GOAL OF THE EXERCISE
Copy every entry below, replacing "snow bank" with "snowdrift" and keeping everything else unchanged. Leave the pictures out.

RAW RECORDS
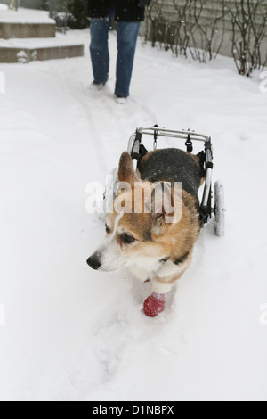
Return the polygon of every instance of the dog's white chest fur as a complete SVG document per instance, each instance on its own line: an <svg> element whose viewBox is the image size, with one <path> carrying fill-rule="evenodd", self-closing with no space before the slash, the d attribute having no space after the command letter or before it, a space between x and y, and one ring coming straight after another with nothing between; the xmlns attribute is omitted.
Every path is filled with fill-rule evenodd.
<svg viewBox="0 0 267 419"><path fill-rule="evenodd" d="M153 279L155 277L157 272L162 266L162 262L153 257L139 257L134 259L131 259L125 266L137 279L146 281L147 279Z"/></svg>

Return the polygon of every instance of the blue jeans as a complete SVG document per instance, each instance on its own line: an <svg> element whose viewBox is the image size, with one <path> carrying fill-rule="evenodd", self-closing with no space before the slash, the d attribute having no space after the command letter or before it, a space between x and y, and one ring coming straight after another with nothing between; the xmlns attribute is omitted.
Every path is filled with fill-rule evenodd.
<svg viewBox="0 0 267 419"><path fill-rule="evenodd" d="M95 83L106 83L109 73L109 21L92 19L90 53ZM117 22L117 59L115 94L127 97L133 73L140 22Z"/></svg>

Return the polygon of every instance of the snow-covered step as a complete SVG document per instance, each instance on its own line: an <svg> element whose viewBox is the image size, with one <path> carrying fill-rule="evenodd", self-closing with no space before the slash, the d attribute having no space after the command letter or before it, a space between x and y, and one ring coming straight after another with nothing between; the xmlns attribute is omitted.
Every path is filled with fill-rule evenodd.
<svg viewBox="0 0 267 419"><path fill-rule="evenodd" d="M60 34L53 38L0 39L0 62L80 57L84 52L84 44Z"/></svg>
<svg viewBox="0 0 267 419"><path fill-rule="evenodd" d="M19 9L0 11L0 38L53 37L56 25L47 12Z"/></svg>

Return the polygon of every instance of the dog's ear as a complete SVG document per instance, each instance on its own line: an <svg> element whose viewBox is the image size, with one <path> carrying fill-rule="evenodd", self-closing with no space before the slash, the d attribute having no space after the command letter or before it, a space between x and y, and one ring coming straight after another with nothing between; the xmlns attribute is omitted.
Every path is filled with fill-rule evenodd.
<svg viewBox="0 0 267 419"><path fill-rule="evenodd" d="M118 182L126 182L131 185L140 180L134 171L132 158L127 152L123 152L121 155L117 178Z"/></svg>

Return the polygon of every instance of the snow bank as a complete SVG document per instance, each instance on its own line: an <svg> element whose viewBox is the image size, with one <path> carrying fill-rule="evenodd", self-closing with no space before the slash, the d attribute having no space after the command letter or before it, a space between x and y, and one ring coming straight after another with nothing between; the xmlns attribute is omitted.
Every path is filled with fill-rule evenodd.
<svg viewBox="0 0 267 419"><path fill-rule="evenodd" d="M8 10L8 7L7 7L6 4L2 4L0 3L0 10Z"/></svg>
<svg viewBox="0 0 267 419"><path fill-rule="evenodd" d="M69 37L89 45L87 31ZM1 67L0 398L266 400L267 95L231 60L204 66L140 43L132 99L117 106L114 35L110 47L100 93L88 90L88 52ZM212 136L228 211L226 237L202 232L152 320L142 313L150 284L86 266L104 226L85 191L136 127L156 123Z"/></svg>
<svg viewBox="0 0 267 419"><path fill-rule="evenodd" d="M45 11L20 8L15 12L4 4L0 4L0 23L55 23Z"/></svg>

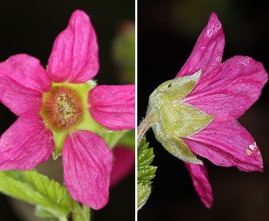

FINAL ANSWER
Return the polygon of every instance of the dog's white chest fur as a complete SVG document per instance, each instance on its own line: an <svg> element whose viewBox is the image size, with one <path> carrying fill-rule="evenodd", self-closing with no space before the slash, the d attribute having no space after the command letter or before it, a space between x and y, and one ring coming straight after another with nothing between; the xmlns attribute is omitted.
Every path is filled with fill-rule evenodd.
<svg viewBox="0 0 267 419"><path fill-rule="evenodd" d="M153 279L155 277L157 272L162 266L162 262L153 257L139 257L134 259L131 259L125 266L137 279L146 281L147 279Z"/></svg>

Return the polygon of every instance of the blue jeans as a complete SVG document per instance, each instance on its own line: an <svg> element whose viewBox is the image size, with one <path> carrying fill-rule="evenodd", self-closing with no space before the slash, the d attribute having no space after the command letter or before it, a space between x and y, and one ring coming straight after another with nothing between; the xmlns attribute is omitted.
Every path is filled with fill-rule evenodd.
<svg viewBox="0 0 267 419"><path fill-rule="evenodd" d="M95 83L106 83L109 73L109 21L92 19L90 53ZM117 22L117 59L115 94L127 97L133 73L140 22Z"/></svg>

Return the polygon of every instance of the snow-covered step as a complete SVG document per instance, each instance on its own line: an <svg> element whose viewBox is the image size, with one <path> carrying fill-rule="evenodd", self-closing with no space before the slash, the d attribute having no space after the command letter or before it, a space between x and y, and one ring coming straight after another with nothing between; the xmlns attribute is omitted.
Every path is filled with fill-rule evenodd.
<svg viewBox="0 0 267 419"><path fill-rule="evenodd" d="M60 34L53 38L0 39L0 62L80 57L84 52L84 44Z"/></svg>
<svg viewBox="0 0 267 419"><path fill-rule="evenodd" d="M19 9L0 11L0 38L53 37L56 25L47 12Z"/></svg>

Return the polygon of every instance of the dog's ear as a complete SVG document per instance, each instance on its own line: an <svg> element whose viewBox is the image size, with one <path> carrying fill-rule="evenodd", self-closing with no space before the slash, the d attribute having no space after the command letter or before it, a space between x and y, and one ring coming straight after another with nothing between; the xmlns attribute is omitted.
Every path is filled with fill-rule evenodd.
<svg viewBox="0 0 267 419"><path fill-rule="evenodd" d="M118 182L126 182L131 185L140 180L134 171L132 158L127 152L123 152L121 155L117 178Z"/></svg>

Return the polygon of every instance of the snowdrift as a complete SVG document per instance, each instance on its own line: an <svg> element whose viewBox is the image size, with one <path> carrying fill-rule="evenodd", self-closing with no space before the slash, the d attribute having no space after the command letter or before it, a space between x and y, and one ring coming straight after another with nothing between; the xmlns attribute is omitted.
Every path is filled with fill-rule evenodd.
<svg viewBox="0 0 267 419"><path fill-rule="evenodd" d="M8 10L8 7L7 7L6 4L2 4L0 3L0 10Z"/></svg>
<svg viewBox="0 0 267 419"><path fill-rule="evenodd" d="M69 37L89 45L87 31ZM1 67L0 398L266 400L267 95L231 60L204 66L140 43L132 99L117 106L114 35L110 47L100 93L88 90L88 52ZM212 136L228 211L226 237L202 232L152 320L142 313L150 284L86 266L104 226L85 191L136 127L156 123Z"/></svg>
<svg viewBox="0 0 267 419"><path fill-rule="evenodd" d="M45 11L20 8L15 12L4 4L0 4L0 23L55 23Z"/></svg>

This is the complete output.